Transcribe these records exactly, dropping every picture.

#####

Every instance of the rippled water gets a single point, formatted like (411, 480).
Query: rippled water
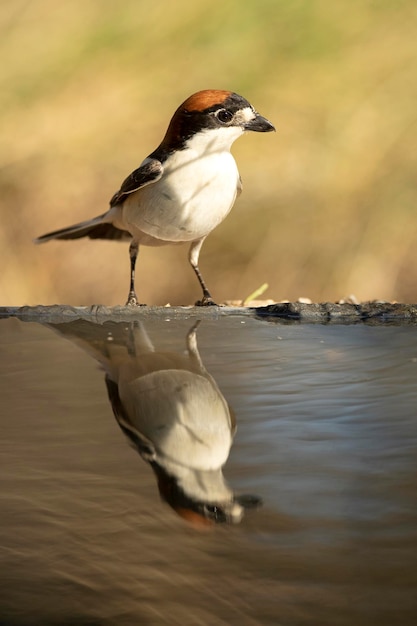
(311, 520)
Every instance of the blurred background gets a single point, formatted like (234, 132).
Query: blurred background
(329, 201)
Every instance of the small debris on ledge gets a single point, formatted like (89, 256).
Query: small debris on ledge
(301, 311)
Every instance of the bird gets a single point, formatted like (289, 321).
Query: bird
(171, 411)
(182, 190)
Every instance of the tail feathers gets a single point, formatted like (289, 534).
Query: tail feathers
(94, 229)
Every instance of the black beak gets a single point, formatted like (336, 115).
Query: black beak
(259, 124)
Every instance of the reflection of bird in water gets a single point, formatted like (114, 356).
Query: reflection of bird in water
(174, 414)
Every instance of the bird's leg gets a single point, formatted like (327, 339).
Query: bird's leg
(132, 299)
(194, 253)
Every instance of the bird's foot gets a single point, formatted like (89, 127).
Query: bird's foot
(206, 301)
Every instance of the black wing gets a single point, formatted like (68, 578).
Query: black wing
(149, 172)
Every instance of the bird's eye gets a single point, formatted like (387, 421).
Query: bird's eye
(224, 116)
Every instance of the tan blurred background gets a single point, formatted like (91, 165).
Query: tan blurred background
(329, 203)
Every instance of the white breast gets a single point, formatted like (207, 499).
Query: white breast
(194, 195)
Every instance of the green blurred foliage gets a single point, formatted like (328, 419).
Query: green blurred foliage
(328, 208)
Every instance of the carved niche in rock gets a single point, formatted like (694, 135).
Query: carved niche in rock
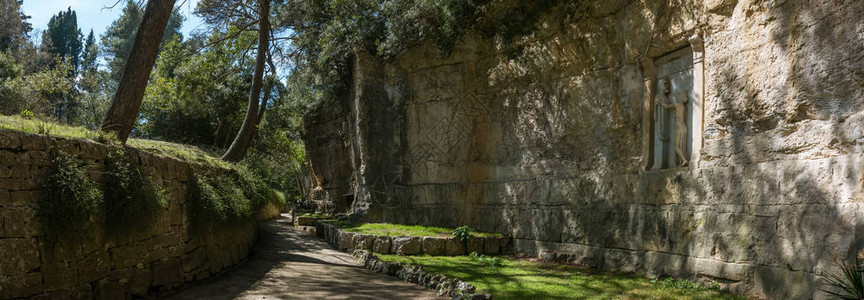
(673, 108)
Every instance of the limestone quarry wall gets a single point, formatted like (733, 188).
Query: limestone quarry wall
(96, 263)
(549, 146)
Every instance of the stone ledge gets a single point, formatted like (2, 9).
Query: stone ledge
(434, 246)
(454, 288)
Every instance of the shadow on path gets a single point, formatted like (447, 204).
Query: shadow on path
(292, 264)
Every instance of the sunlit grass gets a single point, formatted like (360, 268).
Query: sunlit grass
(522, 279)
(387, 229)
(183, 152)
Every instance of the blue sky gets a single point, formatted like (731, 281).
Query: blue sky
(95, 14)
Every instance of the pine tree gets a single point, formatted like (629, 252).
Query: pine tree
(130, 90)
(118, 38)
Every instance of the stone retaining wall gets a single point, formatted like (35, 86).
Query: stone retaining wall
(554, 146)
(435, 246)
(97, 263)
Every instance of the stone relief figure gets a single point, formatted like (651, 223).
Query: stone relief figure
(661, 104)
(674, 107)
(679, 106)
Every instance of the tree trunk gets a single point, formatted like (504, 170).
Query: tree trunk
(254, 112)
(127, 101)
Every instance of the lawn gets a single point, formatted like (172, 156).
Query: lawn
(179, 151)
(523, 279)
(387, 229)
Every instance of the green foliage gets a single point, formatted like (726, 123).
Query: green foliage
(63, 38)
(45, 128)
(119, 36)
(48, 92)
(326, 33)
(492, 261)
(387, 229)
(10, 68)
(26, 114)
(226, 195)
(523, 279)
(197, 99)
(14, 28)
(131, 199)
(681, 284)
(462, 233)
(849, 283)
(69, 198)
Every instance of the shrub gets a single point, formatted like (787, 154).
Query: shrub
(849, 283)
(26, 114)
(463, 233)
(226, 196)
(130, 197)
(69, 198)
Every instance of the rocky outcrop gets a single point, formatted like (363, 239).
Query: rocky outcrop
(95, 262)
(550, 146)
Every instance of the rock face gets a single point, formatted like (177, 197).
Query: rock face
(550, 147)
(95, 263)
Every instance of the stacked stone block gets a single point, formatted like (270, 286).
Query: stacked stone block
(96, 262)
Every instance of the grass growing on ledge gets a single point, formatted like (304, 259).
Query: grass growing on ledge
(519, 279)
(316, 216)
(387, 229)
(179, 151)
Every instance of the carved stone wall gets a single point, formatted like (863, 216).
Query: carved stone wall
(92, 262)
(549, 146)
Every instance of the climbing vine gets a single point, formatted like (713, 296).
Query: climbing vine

#####

== EXPECTED OUTPUT ==
Every instance of the rippled water gets a single point, formatted like (411, 480).
Query: rippled water
(311, 520)
Every instance of the blurred background gets a single point, formatted like (234, 132).
Query: blurred background
(329, 201)
Every instance of the small debris on ledge gets a single point, formatted like (89, 256).
Query: small debris on ledge
(301, 311)
Every instance of the bird gets a single point, formatted like (289, 321).
Query: bird
(171, 411)
(182, 190)
Every instance of the tail feathers gets a single point, formatted like (289, 534).
Query: tail feathers
(94, 229)
Every instance of the black beak gets a single point, formatted like (336, 115).
Query: black beak
(259, 124)
Every instance of the reflection of bird in water gets a single point, formatted like (114, 356).
Query: reflection of bird in water
(174, 414)
Every instance of the bird's leg gets a single point, formatted like (327, 339).
Query: bird's leg
(132, 299)
(194, 253)
Every instance of the bird's foot gets a single point, formatted like (89, 127).
Query: bird's foot
(206, 301)
Every instance of the black wing gets a single point, formatted like (68, 578).
Query: black wing
(149, 172)
Every instance of the bird's eye gets a single point, formatted like (387, 421).
Query: bird's eye
(224, 116)
Every instance of the tan blurred background gets a single point, formatted like (91, 165).
Query: tan blurred background
(329, 203)
Every instance of the white breast gets a single point, formatted like (207, 499).
Query: white breast
(194, 195)
Every instance of the green blurred foliage gets a single point, formatted like (328, 419).
Query: green blurred foliage
(328, 208)
Every instance of the carved niche in rock gets a single point, formatted like (694, 135).
Query: carved niche in rock
(673, 108)
Every instance of the limestone quarry wall gets a single point, formatted like (733, 188).
Query: limestone quarry wall
(96, 263)
(549, 146)
Every instance of the stone ledge gets a single point, formatted like (2, 9).
Query: stone ledge
(434, 246)
(454, 288)
Every instance of the shadow on path gets a single point, formatted like (447, 204).
Query: shadow on path
(292, 264)
Every instance of the sunlit grass gets a single point, formatted like (360, 268).
Query: sunlit grass
(522, 279)
(387, 229)
(183, 152)
Every instance of the blue sky gets a single point, formatted like (731, 281).
Query: blue sky
(95, 14)
Every instance of the pine tree gets a single point, formatted like (629, 252).
Query: pine tree
(130, 90)
(118, 38)
Every instance of the stone retaining wall gets a single point, formatted like (35, 86).
Query: stone retaining wall
(554, 146)
(435, 246)
(97, 263)
Every instance of the stone relief figure gets a single point, formatted like (651, 223).
Query: stone relief figure
(661, 104)
(674, 107)
(679, 106)
Every instance of the tree trunk gets a single point, formatted like (504, 170).
Query: tree trunk
(254, 112)
(127, 101)
Every instance of the lawn gets a single point, formatted like (172, 156).
Query: lawn
(179, 151)
(523, 279)
(387, 229)
Every instance of the green foliage gets a single point, formatted like (726, 123).
Query: green foliage
(63, 38)
(45, 128)
(119, 36)
(48, 92)
(326, 33)
(492, 261)
(387, 229)
(10, 68)
(26, 114)
(226, 195)
(523, 279)
(197, 99)
(14, 28)
(131, 199)
(681, 284)
(462, 233)
(849, 283)
(69, 198)
Every instance of the shrub gets a single point, formatted like (787, 154).
Query: shrub
(849, 283)
(26, 114)
(463, 233)
(226, 196)
(130, 197)
(69, 198)
Every instance of the rocky outcrop gets a single point, formatted like (363, 239).
Query: rocky outcrop
(95, 262)
(550, 146)
Every instance of the rock face gets a single point, formatted like (177, 197).
Query: rock face
(550, 147)
(95, 263)
Every instance of the stacked stone block gets a single point, formatted like (270, 286).
Query: stacked stone block
(96, 262)
Every instance of the grass growing on ledge gets a single point, formatted like (304, 259).
Query: grass growing on ledge
(519, 279)
(316, 216)
(387, 229)
(179, 151)
Every instance of the carved stone wall gets a single point, formatted like (863, 216).
Query: carved stone wall
(92, 262)
(549, 146)
Every instance of the climbing vine gets a single point, formatted like (713, 296).
Query: climbing vine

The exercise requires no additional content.